**TASK DIRECTIONS:** Wherever "fence" turns up in the entries, copy out the line that holds it.

Records contained in a dataset:
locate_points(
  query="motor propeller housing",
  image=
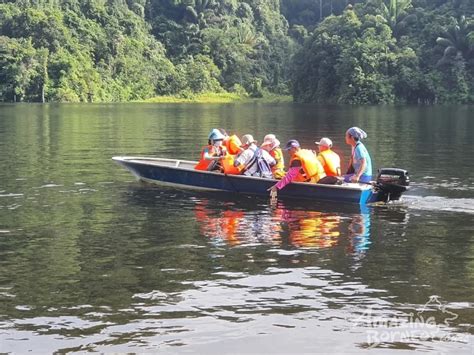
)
(392, 182)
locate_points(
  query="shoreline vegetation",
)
(362, 52)
(218, 98)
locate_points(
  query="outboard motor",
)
(392, 182)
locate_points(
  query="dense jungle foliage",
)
(361, 52)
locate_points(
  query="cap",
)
(216, 135)
(292, 143)
(247, 139)
(356, 132)
(271, 141)
(326, 142)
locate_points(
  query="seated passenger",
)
(272, 145)
(232, 143)
(304, 167)
(330, 162)
(254, 161)
(212, 153)
(360, 165)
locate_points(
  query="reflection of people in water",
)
(301, 228)
(359, 232)
(312, 229)
(305, 229)
(235, 226)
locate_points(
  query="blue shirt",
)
(360, 152)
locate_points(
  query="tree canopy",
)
(361, 52)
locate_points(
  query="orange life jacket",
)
(311, 168)
(203, 163)
(228, 165)
(278, 169)
(331, 162)
(232, 144)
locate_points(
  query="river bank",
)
(225, 97)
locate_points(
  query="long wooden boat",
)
(181, 173)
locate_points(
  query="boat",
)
(390, 183)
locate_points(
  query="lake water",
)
(92, 260)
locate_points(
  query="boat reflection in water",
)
(295, 225)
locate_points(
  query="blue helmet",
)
(216, 135)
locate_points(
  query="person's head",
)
(324, 144)
(355, 134)
(292, 146)
(215, 137)
(247, 140)
(270, 142)
(224, 132)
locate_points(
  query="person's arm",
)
(358, 174)
(291, 174)
(360, 156)
(241, 158)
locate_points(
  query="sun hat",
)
(247, 139)
(270, 140)
(216, 135)
(292, 143)
(356, 132)
(326, 142)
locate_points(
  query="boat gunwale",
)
(136, 160)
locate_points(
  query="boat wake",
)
(439, 203)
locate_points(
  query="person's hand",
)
(354, 178)
(273, 193)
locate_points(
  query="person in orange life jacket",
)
(212, 153)
(330, 161)
(360, 166)
(272, 145)
(304, 167)
(231, 143)
(254, 161)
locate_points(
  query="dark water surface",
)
(92, 260)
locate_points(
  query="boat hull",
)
(181, 173)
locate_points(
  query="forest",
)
(319, 51)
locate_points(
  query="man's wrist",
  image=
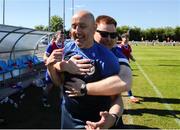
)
(116, 118)
(83, 89)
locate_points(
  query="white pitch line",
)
(157, 91)
(130, 119)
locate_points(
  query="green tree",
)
(40, 27)
(177, 34)
(56, 24)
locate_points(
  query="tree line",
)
(135, 33)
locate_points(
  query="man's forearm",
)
(109, 86)
(56, 77)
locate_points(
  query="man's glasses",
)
(105, 34)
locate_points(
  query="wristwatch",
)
(116, 120)
(83, 90)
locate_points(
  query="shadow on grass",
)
(31, 114)
(137, 127)
(169, 65)
(159, 100)
(140, 112)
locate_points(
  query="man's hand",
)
(74, 87)
(55, 56)
(107, 120)
(77, 65)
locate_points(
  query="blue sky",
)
(140, 13)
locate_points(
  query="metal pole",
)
(64, 15)
(3, 11)
(49, 24)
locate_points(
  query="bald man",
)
(91, 80)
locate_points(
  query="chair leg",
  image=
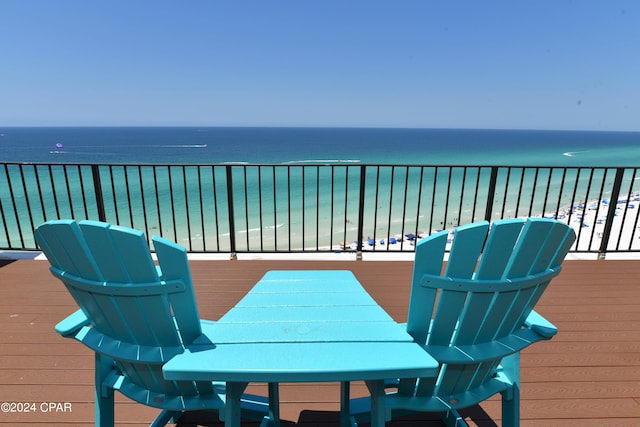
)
(511, 397)
(165, 417)
(453, 419)
(104, 395)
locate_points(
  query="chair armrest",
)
(72, 324)
(540, 325)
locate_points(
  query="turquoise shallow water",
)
(322, 199)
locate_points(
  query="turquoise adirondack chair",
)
(134, 315)
(477, 316)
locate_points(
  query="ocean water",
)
(304, 207)
(190, 145)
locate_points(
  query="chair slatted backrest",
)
(140, 314)
(471, 315)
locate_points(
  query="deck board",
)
(588, 375)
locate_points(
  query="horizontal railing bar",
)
(274, 208)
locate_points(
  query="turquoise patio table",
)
(303, 326)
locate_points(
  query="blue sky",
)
(543, 64)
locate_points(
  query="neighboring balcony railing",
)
(243, 208)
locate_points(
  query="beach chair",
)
(477, 316)
(134, 315)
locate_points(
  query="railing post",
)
(491, 193)
(363, 175)
(97, 187)
(613, 201)
(232, 221)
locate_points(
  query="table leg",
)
(377, 391)
(232, 406)
(345, 409)
(274, 405)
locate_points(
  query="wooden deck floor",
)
(588, 375)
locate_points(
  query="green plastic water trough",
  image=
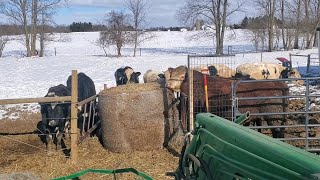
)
(221, 149)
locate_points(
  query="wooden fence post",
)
(74, 117)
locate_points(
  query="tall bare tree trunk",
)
(34, 26)
(271, 24)
(42, 34)
(25, 26)
(284, 42)
(297, 27)
(135, 43)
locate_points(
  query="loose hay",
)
(20, 158)
(137, 117)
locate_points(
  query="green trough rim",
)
(105, 171)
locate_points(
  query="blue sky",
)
(161, 13)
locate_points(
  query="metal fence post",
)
(191, 118)
(308, 64)
(74, 117)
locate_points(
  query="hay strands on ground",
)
(105, 171)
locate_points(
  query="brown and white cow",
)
(220, 96)
(268, 71)
(153, 76)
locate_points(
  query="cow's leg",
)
(67, 129)
(49, 139)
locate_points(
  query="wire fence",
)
(296, 114)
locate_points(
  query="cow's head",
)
(134, 77)
(174, 77)
(131, 76)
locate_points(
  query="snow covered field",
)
(23, 77)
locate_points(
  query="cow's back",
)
(86, 87)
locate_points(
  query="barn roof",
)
(282, 59)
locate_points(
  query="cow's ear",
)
(161, 75)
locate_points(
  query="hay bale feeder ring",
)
(137, 117)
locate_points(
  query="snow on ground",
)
(23, 77)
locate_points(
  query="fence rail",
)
(216, 104)
(35, 100)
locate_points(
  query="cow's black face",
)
(134, 78)
(55, 116)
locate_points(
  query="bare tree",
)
(46, 11)
(25, 13)
(139, 9)
(4, 39)
(118, 33)
(259, 34)
(17, 11)
(213, 12)
(268, 8)
(104, 42)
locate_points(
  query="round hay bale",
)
(137, 117)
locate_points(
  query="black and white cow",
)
(54, 117)
(126, 75)
(86, 89)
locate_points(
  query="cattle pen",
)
(67, 99)
(292, 117)
(22, 151)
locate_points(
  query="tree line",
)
(283, 22)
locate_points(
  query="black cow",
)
(54, 117)
(86, 89)
(126, 75)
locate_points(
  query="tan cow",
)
(268, 71)
(220, 70)
(261, 70)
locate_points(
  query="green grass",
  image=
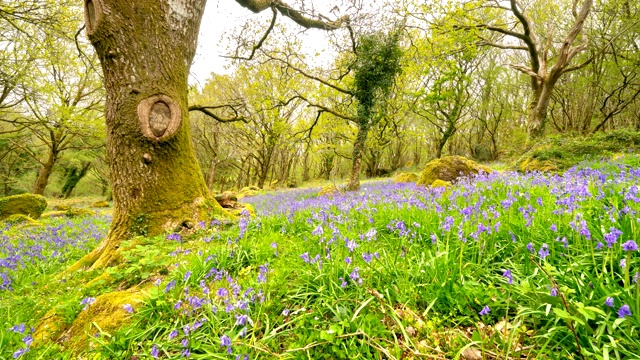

**ANSWER TO THE PROBLEM:**
  query="wooden fence post",
  query="metal fence post",
  query="wire fence",
  query="fence rail",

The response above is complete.